**Task instructions**
Please answer these questions about the health coverage text:
1. Which survey documented that Hispanic working-age adults are particularly likely to lack basic access to medical care?
2. Among which group are rates of unpaid medical bills and debt particularly high?
3. Besides insurance, what does the text say is important for the timing and receipt of preventive care?

**Selected text**
▶
The Commonwealth Fund
August 2006

Lack of insurance coverage and instability of coverage are persistent problems for low-income adults and racial and ethnic minorities. The Commonwealth Fund Biennial Health Insurance Survey (2005) documented that Hispanic working-age adults are particularly likely to lack basic access to medical care. This can be attributed in part to their very high uninsured rates, but it is also because of the difficulties Hispanics experience in establishing ongoing care relationships with their doctors. Findings suggest that improving coverage as well as access to a medical home would go a long way toward helping Hispanic adults connect with the health care system, receive the preventive care they need, and successfully manage and control chronic conditions.

Rates of unpaid medical bills and debt, meanwhile, are particularly high among African Americans, a consequence of the high prevalence of chronic disease and high uninsured rates found in this population. Helping to prevent the financial strain associated with unpaid medical bills and accrued debt should be a top priority area for policymakers.

Insurance alone does not ensure equal access and equal care. Having a regular doctor is important as well, in terms of timing and receipt of preventive care. Indeed, findings indicate that on certain measures of preventive care, there are few racial and ethnic disparities among Hispanics, African Americans, and whites once they have a regular doctor.
◀
[Data excerpts]
▶
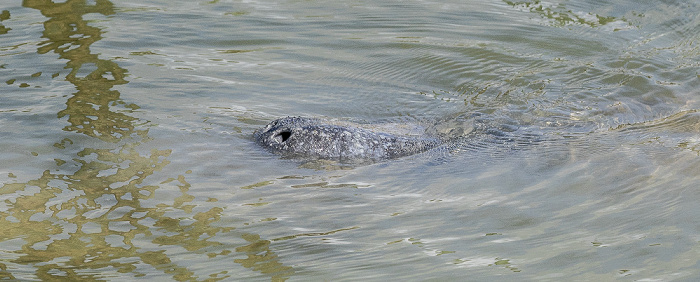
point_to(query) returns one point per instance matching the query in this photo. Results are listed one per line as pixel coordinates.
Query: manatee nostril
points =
(283, 136)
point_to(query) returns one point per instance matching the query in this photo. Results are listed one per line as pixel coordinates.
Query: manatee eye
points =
(283, 136)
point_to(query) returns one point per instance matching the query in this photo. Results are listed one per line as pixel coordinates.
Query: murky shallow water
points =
(127, 152)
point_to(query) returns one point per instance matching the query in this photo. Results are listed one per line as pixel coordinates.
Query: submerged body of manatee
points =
(348, 142)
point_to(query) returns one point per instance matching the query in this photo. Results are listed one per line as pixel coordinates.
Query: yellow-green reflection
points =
(4, 15)
(92, 223)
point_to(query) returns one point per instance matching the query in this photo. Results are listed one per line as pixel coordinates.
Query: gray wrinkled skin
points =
(299, 137)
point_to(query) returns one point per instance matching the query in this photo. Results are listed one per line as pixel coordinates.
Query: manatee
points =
(310, 138)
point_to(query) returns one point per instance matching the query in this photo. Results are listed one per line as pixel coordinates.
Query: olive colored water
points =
(126, 146)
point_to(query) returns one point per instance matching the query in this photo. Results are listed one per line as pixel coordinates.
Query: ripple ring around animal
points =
(300, 137)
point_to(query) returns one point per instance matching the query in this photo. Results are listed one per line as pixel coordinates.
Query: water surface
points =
(126, 145)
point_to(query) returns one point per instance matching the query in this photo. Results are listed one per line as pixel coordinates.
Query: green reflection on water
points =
(95, 223)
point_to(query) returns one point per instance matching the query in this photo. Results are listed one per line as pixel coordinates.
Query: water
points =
(127, 151)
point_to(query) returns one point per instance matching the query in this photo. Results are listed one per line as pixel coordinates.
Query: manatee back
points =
(319, 139)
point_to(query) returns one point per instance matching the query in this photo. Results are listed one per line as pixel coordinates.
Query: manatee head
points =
(317, 139)
(300, 137)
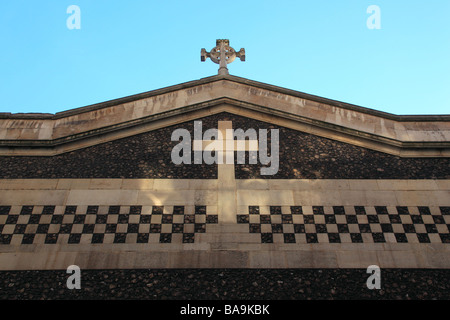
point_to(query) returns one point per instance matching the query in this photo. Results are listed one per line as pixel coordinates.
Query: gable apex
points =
(401, 135)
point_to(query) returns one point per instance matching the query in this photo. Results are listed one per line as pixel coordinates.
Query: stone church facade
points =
(97, 186)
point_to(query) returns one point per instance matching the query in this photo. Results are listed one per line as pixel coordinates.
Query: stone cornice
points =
(48, 134)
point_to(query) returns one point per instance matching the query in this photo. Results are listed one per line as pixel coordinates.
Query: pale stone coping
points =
(243, 184)
(255, 256)
(145, 192)
(200, 91)
(322, 129)
(373, 129)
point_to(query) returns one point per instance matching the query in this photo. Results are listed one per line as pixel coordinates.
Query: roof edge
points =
(190, 84)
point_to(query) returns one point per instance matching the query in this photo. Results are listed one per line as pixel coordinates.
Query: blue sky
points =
(317, 47)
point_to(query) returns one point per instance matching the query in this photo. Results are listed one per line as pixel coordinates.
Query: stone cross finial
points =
(223, 54)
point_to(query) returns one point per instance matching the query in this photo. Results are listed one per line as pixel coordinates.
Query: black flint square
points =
(26, 210)
(88, 228)
(135, 209)
(20, 228)
(356, 238)
(296, 210)
(212, 219)
(70, 210)
(165, 238)
(101, 219)
(286, 218)
(42, 229)
(28, 239)
(299, 228)
(265, 219)
(200, 228)
(157, 210)
(423, 238)
(123, 218)
(330, 219)
(51, 238)
(318, 210)
(308, 219)
(424, 211)
(321, 228)
(266, 238)
(334, 238)
(114, 210)
(409, 228)
(92, 210)
(97, 238)
(5, 238)
(340, 210)
(401, 237)
(120, 237)
(403, 210)
(311, 238)
(378, 237)
(4, 210)
(79, 219)
(242, 218)
(178, 210)
(74, 238)
(386, 228)
(417, 219)
(381, 210)
(255, 228)
(188, 237)
(200, 209)
(48, 210)
(12, 219)
(289, 238)
(111, 228)
(351, 219)
(277, 228)
(142, 238)
(57, 219)
(275, 210)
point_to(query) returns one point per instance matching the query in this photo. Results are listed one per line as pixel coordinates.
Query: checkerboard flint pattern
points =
(114, 224)
(349, 225)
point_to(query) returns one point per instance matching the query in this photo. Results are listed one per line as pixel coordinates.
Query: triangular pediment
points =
(47, 135)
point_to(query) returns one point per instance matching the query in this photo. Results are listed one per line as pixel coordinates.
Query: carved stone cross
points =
(223, 54)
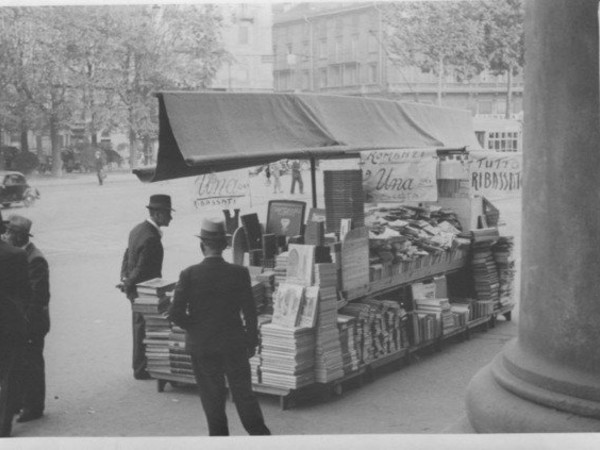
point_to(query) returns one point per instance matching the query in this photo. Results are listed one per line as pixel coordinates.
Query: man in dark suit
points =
(142, 261)
(33, 377)
(207, 303)
(15, 294)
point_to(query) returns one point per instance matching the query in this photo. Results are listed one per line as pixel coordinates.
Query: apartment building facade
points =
(341, 48)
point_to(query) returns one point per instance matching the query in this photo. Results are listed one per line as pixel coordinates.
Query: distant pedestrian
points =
(276, 174)
(15, 294)
(296, 177)
(207, 303)
(99, 163)
(142, 261)
(33, 377)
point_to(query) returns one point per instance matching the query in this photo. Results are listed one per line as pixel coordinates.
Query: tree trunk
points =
(440, 80)
(56, 157)
(24, 140)
(132, 149)
(508, 93)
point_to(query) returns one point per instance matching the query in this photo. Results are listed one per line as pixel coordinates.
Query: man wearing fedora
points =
(33, 378)
(15, 294)
(142, 261)
(207, 303)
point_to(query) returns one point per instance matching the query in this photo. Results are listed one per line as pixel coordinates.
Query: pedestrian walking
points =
(142, 261)
(296, 177)
(99, 167)
(207, 303)
(32, 367)
(276, 174)
(15, 293)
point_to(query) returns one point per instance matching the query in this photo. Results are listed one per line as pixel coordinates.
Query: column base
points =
(493, 409)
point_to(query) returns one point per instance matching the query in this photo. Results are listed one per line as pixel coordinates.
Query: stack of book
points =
(344, 198)
(355, 259)
(256, 360)
(287, 356)
(280, 269)
(258, 293)
(181, 361)
(503, 256)
(485, 272)
(365, 316)
(328, 350)
(153, 296)
(347, 330)
(461, 312)
(156, 342)
(425, 327)
(440, 308)
(477, 309)
(153, 301)
(267, 278)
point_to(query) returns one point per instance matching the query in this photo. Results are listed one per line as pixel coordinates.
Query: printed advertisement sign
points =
(496, 174)
(398, 176)
(221, 190)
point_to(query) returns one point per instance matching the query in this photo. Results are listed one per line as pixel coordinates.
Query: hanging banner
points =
(496, 174)
(398, 176)
(221, 190)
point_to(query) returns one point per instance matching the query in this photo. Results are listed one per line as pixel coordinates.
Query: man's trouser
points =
(211, 370)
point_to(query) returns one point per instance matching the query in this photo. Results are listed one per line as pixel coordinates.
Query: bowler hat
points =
(212, 229)
(19, 224)
(160, 201)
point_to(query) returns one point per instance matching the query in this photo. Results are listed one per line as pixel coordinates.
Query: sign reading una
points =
(221, 190)
(399, 175)
(496, 174)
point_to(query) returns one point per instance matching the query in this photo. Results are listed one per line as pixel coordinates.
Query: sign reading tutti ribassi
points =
(221, 190)
(399, 175)
(496, 174)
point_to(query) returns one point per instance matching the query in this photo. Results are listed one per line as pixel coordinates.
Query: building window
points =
(354, 47)
(372, 73)
(323, 48)
(243, 35)
(485, 107)
(350, 75)
(322, 78)
(338, 49)
(372, 42)
(336, 76)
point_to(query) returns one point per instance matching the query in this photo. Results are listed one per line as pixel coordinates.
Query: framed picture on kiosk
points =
(285, 217)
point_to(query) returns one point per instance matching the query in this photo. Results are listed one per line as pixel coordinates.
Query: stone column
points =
(548, 379)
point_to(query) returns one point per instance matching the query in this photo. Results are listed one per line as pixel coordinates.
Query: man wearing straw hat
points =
(15, 294)
(207, 303)
(142, 261)
(33, 376)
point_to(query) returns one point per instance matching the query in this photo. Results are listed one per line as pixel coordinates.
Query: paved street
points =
(83, 227)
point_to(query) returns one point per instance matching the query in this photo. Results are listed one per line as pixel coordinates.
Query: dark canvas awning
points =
(203, 132)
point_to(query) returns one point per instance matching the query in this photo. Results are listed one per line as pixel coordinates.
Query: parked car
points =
(15, 189)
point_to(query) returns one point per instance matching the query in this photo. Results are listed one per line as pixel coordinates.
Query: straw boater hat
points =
(19, 224)
(212, 229)
(160, 201)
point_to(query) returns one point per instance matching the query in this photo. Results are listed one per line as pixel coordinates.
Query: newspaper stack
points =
(287, 356)
(440, 308)
(280, 269)
(503, 256)
(256, 360)
(328, 351)
(347, 330)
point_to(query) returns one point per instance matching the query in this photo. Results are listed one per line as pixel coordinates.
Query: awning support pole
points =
(313, 179)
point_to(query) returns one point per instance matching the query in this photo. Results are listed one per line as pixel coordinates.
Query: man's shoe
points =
◀
**Reply to the task**
1. The Commonwealth Fund Biennial Health Insurance Survey (2005)
2. African Americans
3. Having a regular doctor